==== PAGE EXCERPT

From 2004 to 2008, Formula 1 consisted mainly of the same 10 teams, plus the 2006 addition of Honda’s b-team Super Aguri. These teams, despite swapping owners, names, drivers, and staff, didn’t actually change all that much. Many of the same faces remained on the paddock, and many of the same factories remained in near-constant operation. That is, right up until the 5th race into 2008. As the media circus descended upon the Istanbul Park circuit, there was a noticeable hole in pit lane once occupied by Aguri Suzuki’s organization. That set in motion a two-year mass exodus of quite a few notable names and brands, with Toyota, BMW, and Honda all electing to leave formula one. Honda’s outfit became Brawn for 2009, and then Mercedes for 2010 onwards; BMW’s team reverted to it’s original Sauber branding and operation; and Toyota simply vanished, with their remaining assets later purchased by Serbian businessman Zoran Stefanovic. At that point, there were only 9 teams and 3 engines due to contest the 2010 season. Compare that to the start of the 2008 season, with 11 teams and 6 engine manufacturers, and it’s easy to understand why F1 supremo Bernie Ecclestone issued a call for new blood for the new season, aiming for 13 teams’ participation.

========
==== DATASET

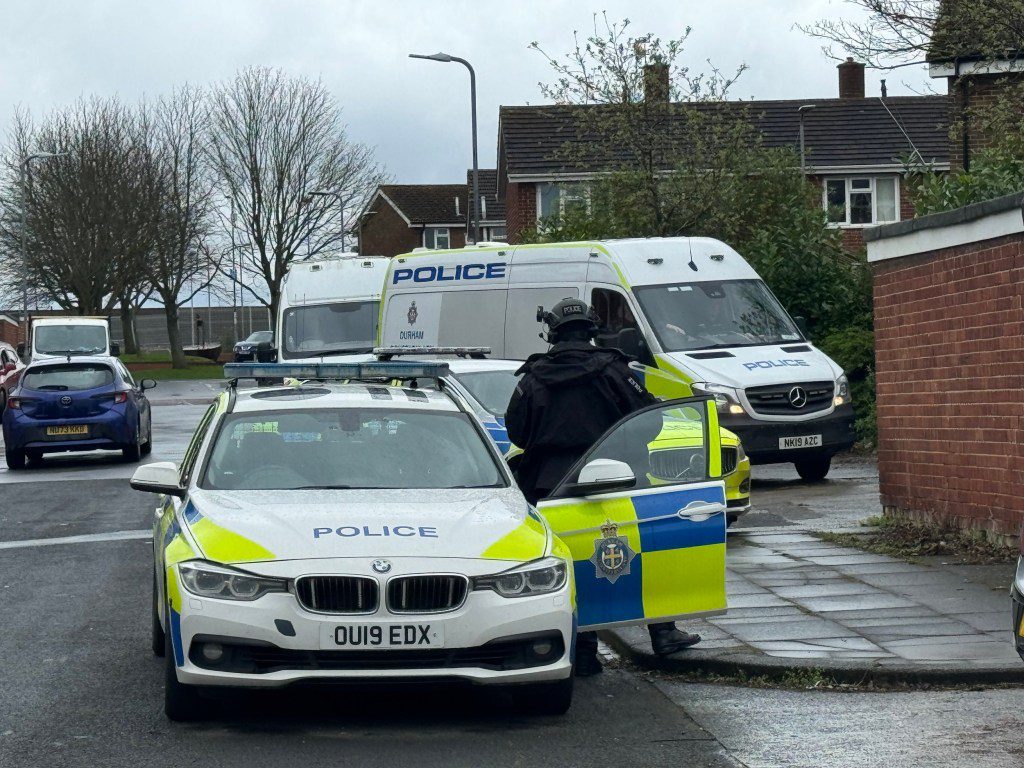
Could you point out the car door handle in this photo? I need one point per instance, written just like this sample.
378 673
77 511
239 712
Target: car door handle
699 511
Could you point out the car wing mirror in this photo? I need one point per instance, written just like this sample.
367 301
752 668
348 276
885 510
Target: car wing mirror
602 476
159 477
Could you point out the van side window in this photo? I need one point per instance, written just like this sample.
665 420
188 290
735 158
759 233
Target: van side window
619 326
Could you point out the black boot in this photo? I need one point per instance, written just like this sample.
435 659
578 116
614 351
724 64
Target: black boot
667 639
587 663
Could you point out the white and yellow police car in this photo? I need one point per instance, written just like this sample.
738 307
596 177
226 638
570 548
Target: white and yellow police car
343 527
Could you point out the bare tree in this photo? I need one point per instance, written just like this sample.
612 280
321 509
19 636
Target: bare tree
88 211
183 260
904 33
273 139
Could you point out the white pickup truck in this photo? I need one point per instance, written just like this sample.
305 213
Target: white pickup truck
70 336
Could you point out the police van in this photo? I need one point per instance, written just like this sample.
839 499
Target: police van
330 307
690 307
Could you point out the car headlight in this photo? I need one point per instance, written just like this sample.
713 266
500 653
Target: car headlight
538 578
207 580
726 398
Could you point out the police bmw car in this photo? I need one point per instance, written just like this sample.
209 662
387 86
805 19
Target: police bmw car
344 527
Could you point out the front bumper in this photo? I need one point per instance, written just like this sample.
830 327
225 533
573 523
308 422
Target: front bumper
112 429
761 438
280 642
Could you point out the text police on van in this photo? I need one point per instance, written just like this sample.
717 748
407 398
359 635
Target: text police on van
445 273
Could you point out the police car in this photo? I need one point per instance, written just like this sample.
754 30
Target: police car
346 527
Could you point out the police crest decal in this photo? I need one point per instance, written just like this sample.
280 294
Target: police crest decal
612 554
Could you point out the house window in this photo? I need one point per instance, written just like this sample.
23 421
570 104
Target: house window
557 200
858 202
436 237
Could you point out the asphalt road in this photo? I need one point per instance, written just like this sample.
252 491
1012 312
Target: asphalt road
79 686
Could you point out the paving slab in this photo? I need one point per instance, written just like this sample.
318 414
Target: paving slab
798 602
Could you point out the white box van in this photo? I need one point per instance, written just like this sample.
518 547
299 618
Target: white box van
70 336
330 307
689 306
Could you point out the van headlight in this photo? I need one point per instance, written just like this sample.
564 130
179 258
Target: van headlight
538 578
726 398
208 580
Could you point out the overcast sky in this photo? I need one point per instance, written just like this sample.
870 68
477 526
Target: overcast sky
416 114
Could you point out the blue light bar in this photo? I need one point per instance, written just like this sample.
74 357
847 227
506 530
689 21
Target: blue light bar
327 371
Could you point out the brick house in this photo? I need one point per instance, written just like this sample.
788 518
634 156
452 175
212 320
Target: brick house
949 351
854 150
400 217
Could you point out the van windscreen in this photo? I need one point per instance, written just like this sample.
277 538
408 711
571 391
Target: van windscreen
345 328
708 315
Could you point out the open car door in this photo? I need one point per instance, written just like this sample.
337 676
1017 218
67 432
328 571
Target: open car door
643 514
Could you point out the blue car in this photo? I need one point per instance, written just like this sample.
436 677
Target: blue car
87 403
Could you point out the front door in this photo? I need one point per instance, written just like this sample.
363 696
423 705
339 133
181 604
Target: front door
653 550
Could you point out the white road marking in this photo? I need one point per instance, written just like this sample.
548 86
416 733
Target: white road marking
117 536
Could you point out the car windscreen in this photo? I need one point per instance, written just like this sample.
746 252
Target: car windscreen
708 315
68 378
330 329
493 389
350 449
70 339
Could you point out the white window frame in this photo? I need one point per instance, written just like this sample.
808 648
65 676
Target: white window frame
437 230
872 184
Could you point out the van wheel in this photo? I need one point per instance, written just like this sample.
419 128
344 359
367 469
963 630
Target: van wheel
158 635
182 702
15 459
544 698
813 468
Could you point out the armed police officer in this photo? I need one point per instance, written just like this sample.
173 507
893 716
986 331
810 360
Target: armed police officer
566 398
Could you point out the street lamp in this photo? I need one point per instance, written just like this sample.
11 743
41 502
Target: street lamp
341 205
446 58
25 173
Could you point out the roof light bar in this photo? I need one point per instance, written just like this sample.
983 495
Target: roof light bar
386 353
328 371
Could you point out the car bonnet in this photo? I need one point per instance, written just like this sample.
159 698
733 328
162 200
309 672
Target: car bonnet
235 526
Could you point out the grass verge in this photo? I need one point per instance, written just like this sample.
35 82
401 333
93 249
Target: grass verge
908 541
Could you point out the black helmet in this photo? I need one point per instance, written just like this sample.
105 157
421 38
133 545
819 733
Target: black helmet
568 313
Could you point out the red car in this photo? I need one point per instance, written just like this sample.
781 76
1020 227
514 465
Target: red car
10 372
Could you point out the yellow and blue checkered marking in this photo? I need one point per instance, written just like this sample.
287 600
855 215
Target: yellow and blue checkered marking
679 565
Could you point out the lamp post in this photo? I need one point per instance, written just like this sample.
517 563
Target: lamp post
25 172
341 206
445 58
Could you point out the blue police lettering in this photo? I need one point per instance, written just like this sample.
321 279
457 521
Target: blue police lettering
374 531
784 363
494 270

========

PROBLEMS TO SOLVE:
(a) According to the Formula 1 passage, how many teams and engine manufacturers were there at the start of the 2008 season?
(b) Continue the Formula 1 passage from its last sentence.

EXERCISE ANSWERS:
(a) 11 teams and 6 engine manufacturers.

(b)
The next season was to mark the beginning of “new f1”, as many had put it, with in-race refuelling being re-banned, as one of several measures intending to cut costs. So-called ‘green’ technology was to feature more heavily than before, and more emphasis was to be placed on reliability and stability, and what better way to show it than to invite several new teams at rather short notice?
From an initial list of 15, Formula One Management selected bids from four organizations to participate in grand prix racing’s highest level: USF1, Campos Meta, Manor Grand Prix, and 1Malaysia Lotus Racing.
Before the season began, already there were changes to be made. Manor was renamed Virgin Racing, to reflect a buyout by Virgin Group and their head Richard Branson. Campos Meta was purchased by Spanish businessman Jose Ramon Carabante, and rebranded to Hispania Racing. 1Malaysia Lotus Racing, operated by Air Asia and Tune Group head Tony Fernandes, remained under the same ownership, but simplified their operating name to Lotus Racing.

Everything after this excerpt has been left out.